* **Texte fourni**:
+ + +
Maintenant, est-ce que ce sont des films qui se vendent ? ça, c’est un autre problème. Ce qui m’emmène justement à me poser d’autres questions. Est-ce qu’aujourd’hui, la jeunesse est friande de ce genre de films, des films qui font réfléchir ? Est-ce que la tendance n’est pas justement de faire plutôt des films qui se vendent que des films qui sont souvent des films d’école ? des films qui s’adressent surtout à des spécialistes et qui ne font pas forcément le plein des salles de cinéma. Je m’interroge ! c’est une question qui pourrait faire l’objet de discussion dans les colloques. Je ne sais pas à quelles conclusions on est parvenu. Mais en tous les cas, disons que  ceux qui produisent et qui  veulent rentabiliser sont obligés d’aller  dans le genre films commerciaux qui se vendent et qui distraient.

“Il faut que nous soyons comme le festival de Cannes …”

Il faut faire les deux; c’est  à dire, réaliser des films d’auteurs et les films commerciaux. Il faut que nous soyons comme le festival de Cannes. Il y a du tout et on sait qu’historiquement et statistiquement, les films qui sont primés à Cannes ne sont pas souvent d’accès facile pour le cinéphile ou pour celui qui, le Week-end va avec sa petite amie ou son épouse pour se distraire. Les films qui passent et qui sont primés et qui ont la Palme d’or, le plus souvent déçoivent pour le commun des mortels. Je me rappelle du film d’un japonais.  Quand je suis allé le voir, je suis ressorti totalement bouleversé. Bien que je n’aie pas bien perçu le message que l’auteur a voulu faire passer, j’avoue tout de même que c’est un beau film, poétique, un film réussi sur le plan de la réalisation.

Je crois donc qu’il faut faire les deux ; c’est-à-dire à la fois des films qui se vendent et ceux qui font aussi réfléchir.  Il faut que nous ayons de grands réalisateurs qui vont nous amener à réfléchir, qui vont faire des œuvres inégalées et inégalables, qui vont traverser les générations. Et comme le cinéma nécessite de l’argent, il faut donc penser à faire des films commerciaux, des films qui permettent d’en produire d’autres. Mais la grande question aussi qui se pose, c’est l’avenir du grand écran ! Parce que déjà, les gens ne se bousculent plus pour aller au cinéma comme quand nous étions jeunes. Les week-ends, le ciné volta refusait du monde et souvent même pour être sûr d’en avoir et d’être certain de ne pas rater la projection de tel ou tel film, on envoyait les plus jeunes pour occuper les places. Les tickets d’entrée se vendaient même au marché noir ; mais tout ça, c’est fini ! Aujourd’hui, c’est à peine si les salles sont pleines au tiers et donc, il y a un problème …

J’ai peur pour l’avenir du grand écran car les nouveaux formats numériques lui livrent une concurrence impitoyable.
+ + +
* **Énoncé a**: Extrais de la liste toutes les lignes où figure le mot "fence".

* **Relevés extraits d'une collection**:
+ + +
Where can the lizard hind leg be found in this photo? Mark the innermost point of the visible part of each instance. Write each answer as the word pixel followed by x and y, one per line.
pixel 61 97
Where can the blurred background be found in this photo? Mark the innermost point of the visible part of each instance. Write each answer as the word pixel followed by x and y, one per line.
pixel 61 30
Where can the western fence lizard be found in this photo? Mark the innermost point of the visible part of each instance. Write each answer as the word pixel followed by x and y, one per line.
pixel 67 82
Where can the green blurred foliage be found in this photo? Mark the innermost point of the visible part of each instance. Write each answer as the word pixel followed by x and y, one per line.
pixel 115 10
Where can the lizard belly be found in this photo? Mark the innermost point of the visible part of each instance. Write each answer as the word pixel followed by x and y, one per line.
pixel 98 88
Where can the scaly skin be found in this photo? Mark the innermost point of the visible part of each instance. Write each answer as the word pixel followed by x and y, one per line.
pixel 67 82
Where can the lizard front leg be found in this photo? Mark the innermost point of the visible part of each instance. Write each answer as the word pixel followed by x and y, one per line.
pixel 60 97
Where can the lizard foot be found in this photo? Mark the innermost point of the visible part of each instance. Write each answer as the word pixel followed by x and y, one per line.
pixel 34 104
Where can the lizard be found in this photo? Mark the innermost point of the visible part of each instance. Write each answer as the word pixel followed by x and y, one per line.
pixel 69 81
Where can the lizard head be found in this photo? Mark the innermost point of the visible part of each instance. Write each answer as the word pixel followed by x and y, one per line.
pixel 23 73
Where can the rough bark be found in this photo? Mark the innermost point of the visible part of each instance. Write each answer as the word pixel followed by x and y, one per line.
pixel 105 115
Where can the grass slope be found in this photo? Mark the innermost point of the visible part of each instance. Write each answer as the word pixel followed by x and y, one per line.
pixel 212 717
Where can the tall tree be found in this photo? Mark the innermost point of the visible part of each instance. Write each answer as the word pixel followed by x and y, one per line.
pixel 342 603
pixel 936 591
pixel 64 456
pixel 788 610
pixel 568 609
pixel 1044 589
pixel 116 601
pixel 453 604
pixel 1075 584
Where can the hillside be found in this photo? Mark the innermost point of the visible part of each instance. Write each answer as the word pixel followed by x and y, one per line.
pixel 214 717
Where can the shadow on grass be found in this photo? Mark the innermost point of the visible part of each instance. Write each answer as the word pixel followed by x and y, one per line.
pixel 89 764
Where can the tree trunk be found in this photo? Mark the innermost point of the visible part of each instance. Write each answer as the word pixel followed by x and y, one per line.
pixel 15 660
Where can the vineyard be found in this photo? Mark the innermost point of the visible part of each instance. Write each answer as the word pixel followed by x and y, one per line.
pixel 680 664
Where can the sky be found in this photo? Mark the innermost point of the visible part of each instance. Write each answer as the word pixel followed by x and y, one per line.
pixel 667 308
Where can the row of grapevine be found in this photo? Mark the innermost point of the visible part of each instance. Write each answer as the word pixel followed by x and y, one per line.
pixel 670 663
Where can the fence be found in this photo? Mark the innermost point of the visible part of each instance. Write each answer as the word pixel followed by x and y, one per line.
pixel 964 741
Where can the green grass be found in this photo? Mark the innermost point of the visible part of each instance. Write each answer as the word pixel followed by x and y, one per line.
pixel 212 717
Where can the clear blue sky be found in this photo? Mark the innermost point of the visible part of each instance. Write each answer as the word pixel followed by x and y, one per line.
+ + +
* **Énoncé b**: Reprends à l'identique le passage du texte sur le cinéma qui commence par "Il faut faire les deux;" et se poursuit jusqu'à "de la réalisation.".

* **Réponse complète a**:
Where can the western fence lizard be found in this photo? Mark the innermost point of the visible part of each instance. Write each answer as the word pixel followed by x and y, one per line.
Where can the fence be found in this photo? Mark the innermost point of the visible part of each instance. Write each answer as the word pixel followed by x and y, one per line.

* **Réponse complète b**:
Il faut faire les deux; c’est  à dire, réaliser des films d’auteurs et les films commerciaux. Il faut que nous soyons comme le festival de Cannes. Il y a du tout et on sait qu’historiquement et statistiquement, les films qui sont primés à Cannes ne sont pas souvent d’accès facile pour le cinéphile ou pour celui qui, le Week-end va avec sa petite amie ou son épouse pour se distraire. Les films qui passent et qui sont primés et qui ont la Palme d’or, le plus souvent déçoivent pour le commun des mortels. Je me rappelle du film d’un japonais.  Quand je suis allé le voir, je suis ressorti totalement bouleversé. Bien que je n’aie pas bien perçu le message que l’auteur a voulu faire passer, j’avoue tout de même que c’est un beau film, poétique, un film réussi sur le plan de la réalisation.